Given text:

In his op-ed last week ("Now it's your turn," Haaretz, December 23), Avraham Burg posited a new thesis holding that the time has come to prepare for the possibility that Israel is moving with blind, irreversible certitude toward the establishment of a binational state in Eretz Israel.
Apart from the religious camp (owing to the structure of its religious identity), apart from the camp of the secular extremist right (owing to the violence of its fantasies), and apart from the post-Zionist left (owing to its humanitarian-cosmopolitan vision), all other political and ideological camps in Israel grasp and articulate the fact that a binational state in Eretz Israel is a dangerous and unfavorable possibility, both in the short term and (more particularly) in the long term.
Despite this fact, we stride, as though out of necessity, toward the establishment of a binational state, an entity which at some stages of Zionist history was viewed as a plausible possibility, and even as a laudable one in some circles.
Even if many of us believe that it is possible to prevent the creation of such a state through forceful political steps, there still remains an obligation to prepare for it, both intellectually and emotionally, just as we prepare for other states of emergency. The aim of such preparation is to guarantee that a binational state will not undermine Israel's democratic structure, and will not completely destroy the Jewish-Israeli collective identity that took shape over the past several decades.

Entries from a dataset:
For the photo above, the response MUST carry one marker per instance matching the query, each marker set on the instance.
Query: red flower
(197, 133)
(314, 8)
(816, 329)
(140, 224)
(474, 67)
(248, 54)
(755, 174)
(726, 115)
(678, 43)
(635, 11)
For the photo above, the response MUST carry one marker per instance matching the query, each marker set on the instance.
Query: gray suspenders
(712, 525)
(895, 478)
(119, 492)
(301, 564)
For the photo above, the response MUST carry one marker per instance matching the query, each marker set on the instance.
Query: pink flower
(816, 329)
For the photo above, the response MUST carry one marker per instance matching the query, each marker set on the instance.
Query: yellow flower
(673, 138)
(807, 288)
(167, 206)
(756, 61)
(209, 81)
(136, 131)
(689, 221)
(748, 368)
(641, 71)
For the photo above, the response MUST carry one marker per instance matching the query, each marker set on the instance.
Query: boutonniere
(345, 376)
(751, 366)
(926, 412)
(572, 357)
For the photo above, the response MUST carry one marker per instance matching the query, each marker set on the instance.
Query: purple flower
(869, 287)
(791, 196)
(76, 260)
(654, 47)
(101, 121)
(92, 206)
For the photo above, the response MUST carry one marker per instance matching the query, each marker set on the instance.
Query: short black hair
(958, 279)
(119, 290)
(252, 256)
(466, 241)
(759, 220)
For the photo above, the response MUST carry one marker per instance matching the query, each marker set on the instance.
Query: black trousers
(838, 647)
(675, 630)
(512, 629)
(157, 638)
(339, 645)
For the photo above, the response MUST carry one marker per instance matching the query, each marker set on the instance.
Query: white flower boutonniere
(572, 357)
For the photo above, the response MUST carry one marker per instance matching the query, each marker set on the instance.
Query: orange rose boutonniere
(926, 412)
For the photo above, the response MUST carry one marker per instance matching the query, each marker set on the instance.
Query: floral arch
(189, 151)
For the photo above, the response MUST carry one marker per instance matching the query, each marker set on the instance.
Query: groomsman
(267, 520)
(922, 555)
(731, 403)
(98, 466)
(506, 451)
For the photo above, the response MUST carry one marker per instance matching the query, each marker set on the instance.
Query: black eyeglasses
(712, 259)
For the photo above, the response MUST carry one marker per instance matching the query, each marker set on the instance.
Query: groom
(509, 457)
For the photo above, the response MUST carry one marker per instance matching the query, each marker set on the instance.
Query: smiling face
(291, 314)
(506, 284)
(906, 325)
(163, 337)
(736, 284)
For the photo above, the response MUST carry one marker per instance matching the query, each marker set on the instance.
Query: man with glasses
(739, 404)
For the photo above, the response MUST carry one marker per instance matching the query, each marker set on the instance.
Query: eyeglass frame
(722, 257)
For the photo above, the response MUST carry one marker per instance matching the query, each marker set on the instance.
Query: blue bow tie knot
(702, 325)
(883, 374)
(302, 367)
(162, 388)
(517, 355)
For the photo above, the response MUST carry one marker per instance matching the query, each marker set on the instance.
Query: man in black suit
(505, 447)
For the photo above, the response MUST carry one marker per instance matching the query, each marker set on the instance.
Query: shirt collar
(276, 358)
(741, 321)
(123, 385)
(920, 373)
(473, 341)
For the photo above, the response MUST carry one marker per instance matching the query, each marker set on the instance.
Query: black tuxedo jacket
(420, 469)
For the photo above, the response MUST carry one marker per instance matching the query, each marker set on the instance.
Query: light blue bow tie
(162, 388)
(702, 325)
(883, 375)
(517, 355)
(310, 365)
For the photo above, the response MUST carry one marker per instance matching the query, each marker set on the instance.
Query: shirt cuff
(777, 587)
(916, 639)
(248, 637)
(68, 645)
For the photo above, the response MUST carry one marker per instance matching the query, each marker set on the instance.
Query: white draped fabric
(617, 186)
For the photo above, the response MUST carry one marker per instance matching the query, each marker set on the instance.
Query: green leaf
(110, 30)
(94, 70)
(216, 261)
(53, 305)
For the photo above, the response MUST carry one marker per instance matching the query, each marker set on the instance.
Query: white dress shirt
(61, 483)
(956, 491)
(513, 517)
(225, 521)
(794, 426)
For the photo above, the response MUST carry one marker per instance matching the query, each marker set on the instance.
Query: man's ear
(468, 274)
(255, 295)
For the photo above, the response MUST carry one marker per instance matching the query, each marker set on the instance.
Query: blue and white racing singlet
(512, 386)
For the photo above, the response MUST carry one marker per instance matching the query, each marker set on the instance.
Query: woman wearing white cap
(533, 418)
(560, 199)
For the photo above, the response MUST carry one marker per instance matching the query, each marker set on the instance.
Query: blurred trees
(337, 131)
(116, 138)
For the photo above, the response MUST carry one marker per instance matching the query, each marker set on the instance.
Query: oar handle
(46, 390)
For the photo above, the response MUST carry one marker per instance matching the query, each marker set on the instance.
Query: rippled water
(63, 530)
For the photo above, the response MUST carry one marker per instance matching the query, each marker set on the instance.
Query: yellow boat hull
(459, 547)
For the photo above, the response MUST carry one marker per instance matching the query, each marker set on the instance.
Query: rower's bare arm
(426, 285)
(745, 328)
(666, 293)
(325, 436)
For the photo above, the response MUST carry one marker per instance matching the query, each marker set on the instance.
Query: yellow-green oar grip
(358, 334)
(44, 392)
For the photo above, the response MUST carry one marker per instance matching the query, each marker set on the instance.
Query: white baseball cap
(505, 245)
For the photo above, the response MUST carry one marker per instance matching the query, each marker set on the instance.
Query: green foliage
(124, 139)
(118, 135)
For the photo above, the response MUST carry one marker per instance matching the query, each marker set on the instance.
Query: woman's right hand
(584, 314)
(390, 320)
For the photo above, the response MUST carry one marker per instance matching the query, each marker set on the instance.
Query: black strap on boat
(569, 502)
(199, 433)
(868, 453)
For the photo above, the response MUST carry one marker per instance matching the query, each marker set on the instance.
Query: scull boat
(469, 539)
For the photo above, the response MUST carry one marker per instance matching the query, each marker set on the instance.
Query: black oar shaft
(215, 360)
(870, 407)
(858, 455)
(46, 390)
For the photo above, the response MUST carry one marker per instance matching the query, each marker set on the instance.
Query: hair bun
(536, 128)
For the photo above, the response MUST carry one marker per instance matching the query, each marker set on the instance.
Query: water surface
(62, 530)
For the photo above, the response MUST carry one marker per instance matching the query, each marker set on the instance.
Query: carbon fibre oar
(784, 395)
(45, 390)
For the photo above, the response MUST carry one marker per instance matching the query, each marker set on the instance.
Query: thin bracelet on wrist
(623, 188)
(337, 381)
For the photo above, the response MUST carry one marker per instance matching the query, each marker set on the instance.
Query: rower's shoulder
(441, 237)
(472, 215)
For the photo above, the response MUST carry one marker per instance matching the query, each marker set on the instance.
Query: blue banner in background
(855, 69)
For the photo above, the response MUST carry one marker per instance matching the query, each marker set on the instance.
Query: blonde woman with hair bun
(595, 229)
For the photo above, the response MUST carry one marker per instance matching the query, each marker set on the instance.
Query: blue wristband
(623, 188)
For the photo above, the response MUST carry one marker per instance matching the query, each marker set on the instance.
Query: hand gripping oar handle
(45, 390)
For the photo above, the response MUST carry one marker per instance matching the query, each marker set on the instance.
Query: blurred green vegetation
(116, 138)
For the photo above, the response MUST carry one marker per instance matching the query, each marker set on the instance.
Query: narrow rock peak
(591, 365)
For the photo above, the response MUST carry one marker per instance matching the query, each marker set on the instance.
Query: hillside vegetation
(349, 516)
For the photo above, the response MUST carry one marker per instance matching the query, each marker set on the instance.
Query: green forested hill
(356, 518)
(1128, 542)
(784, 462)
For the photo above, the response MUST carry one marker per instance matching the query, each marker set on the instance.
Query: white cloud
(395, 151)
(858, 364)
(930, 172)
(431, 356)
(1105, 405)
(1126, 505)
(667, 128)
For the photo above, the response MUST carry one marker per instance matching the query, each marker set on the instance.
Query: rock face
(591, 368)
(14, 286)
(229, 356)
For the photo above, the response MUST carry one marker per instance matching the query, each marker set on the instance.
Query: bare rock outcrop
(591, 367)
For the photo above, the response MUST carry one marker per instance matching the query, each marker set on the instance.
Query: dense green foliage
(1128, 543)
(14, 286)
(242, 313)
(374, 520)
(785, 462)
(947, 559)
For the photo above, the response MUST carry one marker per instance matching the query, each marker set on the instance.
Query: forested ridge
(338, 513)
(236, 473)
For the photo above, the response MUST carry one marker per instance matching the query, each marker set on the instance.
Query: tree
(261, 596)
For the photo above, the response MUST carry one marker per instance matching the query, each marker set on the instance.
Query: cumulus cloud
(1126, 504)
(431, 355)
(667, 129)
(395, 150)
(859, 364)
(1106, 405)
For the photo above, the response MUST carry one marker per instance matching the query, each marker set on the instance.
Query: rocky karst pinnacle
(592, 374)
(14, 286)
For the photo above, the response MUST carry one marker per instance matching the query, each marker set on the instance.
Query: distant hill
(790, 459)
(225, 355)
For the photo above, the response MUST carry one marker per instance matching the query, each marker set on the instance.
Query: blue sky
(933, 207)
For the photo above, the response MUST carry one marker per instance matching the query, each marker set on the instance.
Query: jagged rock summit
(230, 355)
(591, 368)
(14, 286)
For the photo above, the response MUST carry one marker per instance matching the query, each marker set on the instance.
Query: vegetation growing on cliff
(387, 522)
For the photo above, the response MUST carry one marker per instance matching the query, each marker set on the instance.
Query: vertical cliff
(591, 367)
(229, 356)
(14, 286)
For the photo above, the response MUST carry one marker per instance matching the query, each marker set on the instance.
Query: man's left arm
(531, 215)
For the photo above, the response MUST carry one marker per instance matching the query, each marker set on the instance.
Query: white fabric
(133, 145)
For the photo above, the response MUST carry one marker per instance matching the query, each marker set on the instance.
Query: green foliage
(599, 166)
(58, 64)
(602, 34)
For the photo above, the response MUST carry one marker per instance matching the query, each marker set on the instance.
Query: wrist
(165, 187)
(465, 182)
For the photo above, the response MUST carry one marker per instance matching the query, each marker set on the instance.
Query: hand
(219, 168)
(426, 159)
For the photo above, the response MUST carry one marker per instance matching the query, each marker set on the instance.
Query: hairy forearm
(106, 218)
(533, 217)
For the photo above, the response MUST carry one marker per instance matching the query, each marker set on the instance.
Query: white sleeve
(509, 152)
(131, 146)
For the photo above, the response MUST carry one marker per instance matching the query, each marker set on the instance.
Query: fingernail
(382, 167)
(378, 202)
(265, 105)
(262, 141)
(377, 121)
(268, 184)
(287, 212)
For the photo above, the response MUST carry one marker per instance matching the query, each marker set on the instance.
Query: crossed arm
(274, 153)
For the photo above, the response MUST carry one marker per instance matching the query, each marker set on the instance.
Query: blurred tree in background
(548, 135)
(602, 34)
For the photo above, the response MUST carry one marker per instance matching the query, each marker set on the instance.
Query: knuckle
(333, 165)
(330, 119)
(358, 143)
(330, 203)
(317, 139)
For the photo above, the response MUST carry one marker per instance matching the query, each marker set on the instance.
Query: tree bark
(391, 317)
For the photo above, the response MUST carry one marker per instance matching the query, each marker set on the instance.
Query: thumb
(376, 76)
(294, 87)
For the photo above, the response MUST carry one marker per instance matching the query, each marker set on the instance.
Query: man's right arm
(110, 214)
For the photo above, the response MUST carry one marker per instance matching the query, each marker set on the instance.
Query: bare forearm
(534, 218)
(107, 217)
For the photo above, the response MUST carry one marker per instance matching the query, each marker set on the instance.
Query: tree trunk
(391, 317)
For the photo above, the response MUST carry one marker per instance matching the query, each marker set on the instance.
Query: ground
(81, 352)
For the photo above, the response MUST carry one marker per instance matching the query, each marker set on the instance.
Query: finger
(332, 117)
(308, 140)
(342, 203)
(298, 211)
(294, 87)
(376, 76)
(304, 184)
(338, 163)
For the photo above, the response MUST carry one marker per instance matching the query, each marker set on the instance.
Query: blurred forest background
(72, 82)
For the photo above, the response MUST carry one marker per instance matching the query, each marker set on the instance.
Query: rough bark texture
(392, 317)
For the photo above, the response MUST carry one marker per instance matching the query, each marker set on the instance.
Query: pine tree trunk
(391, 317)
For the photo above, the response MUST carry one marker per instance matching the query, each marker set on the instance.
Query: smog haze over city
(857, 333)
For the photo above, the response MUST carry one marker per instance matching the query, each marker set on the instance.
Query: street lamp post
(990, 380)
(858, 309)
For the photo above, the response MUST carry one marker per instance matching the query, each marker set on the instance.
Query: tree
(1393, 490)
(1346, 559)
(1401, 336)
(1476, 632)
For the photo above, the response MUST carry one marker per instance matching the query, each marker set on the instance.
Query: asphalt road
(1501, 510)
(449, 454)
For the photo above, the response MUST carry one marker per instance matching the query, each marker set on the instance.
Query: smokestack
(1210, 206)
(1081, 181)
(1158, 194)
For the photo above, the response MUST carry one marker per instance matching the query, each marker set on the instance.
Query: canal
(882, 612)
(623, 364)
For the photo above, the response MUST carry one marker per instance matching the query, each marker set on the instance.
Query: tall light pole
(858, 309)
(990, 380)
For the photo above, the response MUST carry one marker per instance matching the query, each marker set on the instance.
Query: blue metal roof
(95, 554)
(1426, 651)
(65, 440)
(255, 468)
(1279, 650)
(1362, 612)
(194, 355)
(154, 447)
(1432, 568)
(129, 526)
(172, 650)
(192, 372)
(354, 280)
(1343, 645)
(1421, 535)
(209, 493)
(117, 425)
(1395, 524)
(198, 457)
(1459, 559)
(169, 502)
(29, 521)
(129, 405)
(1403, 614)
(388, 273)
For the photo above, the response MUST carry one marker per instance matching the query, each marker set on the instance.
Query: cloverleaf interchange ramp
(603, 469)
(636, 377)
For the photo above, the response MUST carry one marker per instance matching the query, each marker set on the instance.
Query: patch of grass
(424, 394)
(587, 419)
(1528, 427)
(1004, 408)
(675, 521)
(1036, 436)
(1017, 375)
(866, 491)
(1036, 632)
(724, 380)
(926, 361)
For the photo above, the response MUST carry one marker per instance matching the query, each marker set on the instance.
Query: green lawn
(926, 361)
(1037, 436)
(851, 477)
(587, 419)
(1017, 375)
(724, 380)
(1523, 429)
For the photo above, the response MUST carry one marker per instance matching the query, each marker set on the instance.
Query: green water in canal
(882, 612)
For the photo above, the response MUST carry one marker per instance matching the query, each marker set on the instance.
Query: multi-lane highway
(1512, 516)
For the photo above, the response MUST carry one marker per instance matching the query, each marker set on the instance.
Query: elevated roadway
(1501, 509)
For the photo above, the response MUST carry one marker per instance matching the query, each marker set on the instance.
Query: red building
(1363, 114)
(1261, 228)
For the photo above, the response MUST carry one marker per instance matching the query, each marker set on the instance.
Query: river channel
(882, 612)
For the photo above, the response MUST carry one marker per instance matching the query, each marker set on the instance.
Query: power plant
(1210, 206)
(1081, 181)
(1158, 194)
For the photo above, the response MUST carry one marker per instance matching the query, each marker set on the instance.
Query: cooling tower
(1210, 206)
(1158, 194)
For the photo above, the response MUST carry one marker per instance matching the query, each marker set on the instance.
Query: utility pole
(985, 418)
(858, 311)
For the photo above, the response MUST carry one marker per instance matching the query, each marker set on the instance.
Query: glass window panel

Task to complete:
Rewrite the part of the op-ed on a binational state starting at "Apart from the religious" and ending at "the long term.", putting "hazardous" in place of "dangerous".

Answer:
Apart from the religious camp (owing to the structure of its religious identity), apart from the camp of the secular extremist right (owing to the violence of its fantasies), and apart from the post-Zionist left (owing to its humanitarian-cosmopolitan vision), all other political and ideological camps in Israel grasp and articulate the fact that a binational state in Eretz Israel is a hazardous and unfavorable possibility, both in the short term and (more particularly) in the long term.